===== Data for this task =====
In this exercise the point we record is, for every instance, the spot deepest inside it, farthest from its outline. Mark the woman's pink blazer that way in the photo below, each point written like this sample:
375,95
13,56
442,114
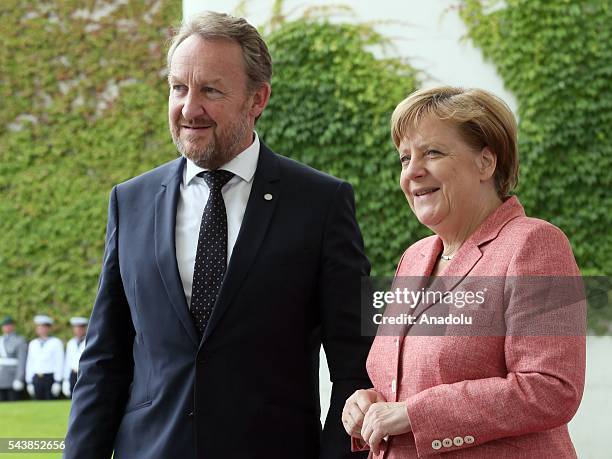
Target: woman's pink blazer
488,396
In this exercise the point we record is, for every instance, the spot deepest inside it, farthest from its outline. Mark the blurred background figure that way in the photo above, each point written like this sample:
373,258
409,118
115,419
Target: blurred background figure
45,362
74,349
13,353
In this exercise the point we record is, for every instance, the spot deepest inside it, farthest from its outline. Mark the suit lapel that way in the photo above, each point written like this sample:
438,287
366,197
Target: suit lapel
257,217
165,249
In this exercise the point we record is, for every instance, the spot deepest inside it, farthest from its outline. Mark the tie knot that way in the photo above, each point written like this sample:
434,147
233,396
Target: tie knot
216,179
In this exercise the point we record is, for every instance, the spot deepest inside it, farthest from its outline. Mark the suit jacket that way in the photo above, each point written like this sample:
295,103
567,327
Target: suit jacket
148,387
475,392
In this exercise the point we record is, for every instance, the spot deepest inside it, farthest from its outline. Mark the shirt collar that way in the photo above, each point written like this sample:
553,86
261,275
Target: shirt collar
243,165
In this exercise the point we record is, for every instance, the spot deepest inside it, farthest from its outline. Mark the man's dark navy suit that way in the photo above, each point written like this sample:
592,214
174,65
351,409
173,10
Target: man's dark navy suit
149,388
=====
===== Data for this task =====
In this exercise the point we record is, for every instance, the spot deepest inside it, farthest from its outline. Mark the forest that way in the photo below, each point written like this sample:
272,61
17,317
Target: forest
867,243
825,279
=====
◆ **Directive**
List every line of the records above that contains the string "blazer", copying each matching line in full. Case counts when matching.

◆ **Response**
In this exercise the point we record is, for every instance, the spot deepest inside it, farthest from its outline. Mark the woman's pink blazer that way in the photo below, each point written like this sample:
Target: woman's pink blazer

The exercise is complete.